> Compito breve
Stabilisci se le affermazioni seguenti concordano con il testo del documento, rispondendo a ciascuna con sì o no e citando tra virgolette le parole del testo che decidono. 1. Loznytsja è nato in Bielorussia. 2. Paesaggio è un film in bianco e nero. 3. Okulovka si trova nel distretto di Novgorod.

> Testo del documento

━━━━━━

Serhij Loznytsja: in attesa di Babij Jar. Kontekst
di Sergio Arecco
“Il film è un teorema che deve arrivare al suo punto finale”. Così Serhij Loznytsja, bielorusso per nascita, ucraino per adozione (si veda Maydan, dal nome della grande piazza di Kiev ove ebbe luogo il primo storico raduno contro il regime di Janukovyc), è un documentarista per vocazione – e lo confermano le limitate, insoddisfacenti incursioni nella fiction. Per esempio, il punto finale di Paesaggio (Pejzah, 2003, colore) è effettivamente coerente, nel teorema che occupa, con il punto iniziale. Ed è sì, in quanto interno a un teorema, compreso tra un assioma – l’immagine fissa (per lunghi secondi) del paesino di Okulovka, nel distretto di Novgorod, contemplata da lontano, da dietro le siepi ingiallite dall’inverno, con un paio di cuspidi a segnalare la presenza di un abitato – e un corollario – l’immagine di un albero spoglio, contemplato ancora da lontano, sopra un crinale, in una luce rossastra che potrebbe essere serotina come albale. Ma tutto il resto, vale a dire i 55’ sostanziali dell’esercizio di scrittura, è affidato alla visuale soggettiva di uno… spazzaneve – chiamiamo così i bruschi salti di rullo. Proprio così. La neve abbonda nel villaggio, sui tetti delle dacie e delle baracche di legno come sui bordi delle strade non asfaltate, in parte sgombre del manto nevoso ma coperte da quello strato di fanghiglia sudicia sul quale si devono avventurare i paesani per raggiungere il punto stabilito da Loznytsja, il ‘punto di raccolta’ o di ‘concentramento’, nel cuore per così dire commerciale di Okulovka, ove s’intravede qualche insegna di negozio o comunque di attività (la farmacia).

━━━━━━

> Blocco dati

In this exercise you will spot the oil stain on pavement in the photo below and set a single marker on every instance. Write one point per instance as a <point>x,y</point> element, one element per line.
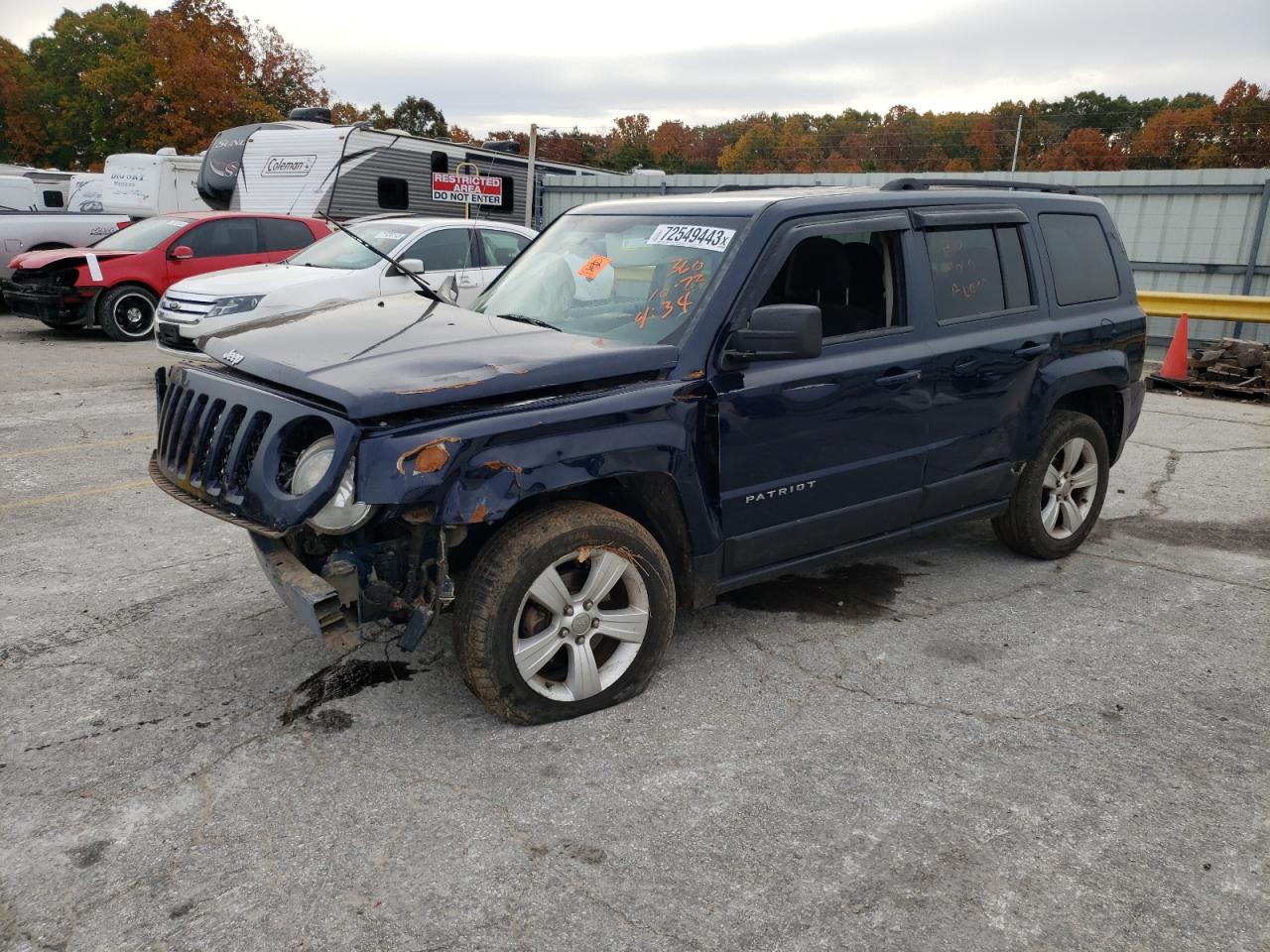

━━━━━━

> Risposta corretta
1. Sì: «bielorusso per nascita».
2. No: «Pejzah, 2003, colore».
3. Sì: «del paesino di Okulovka, nel distretto di Novgorod».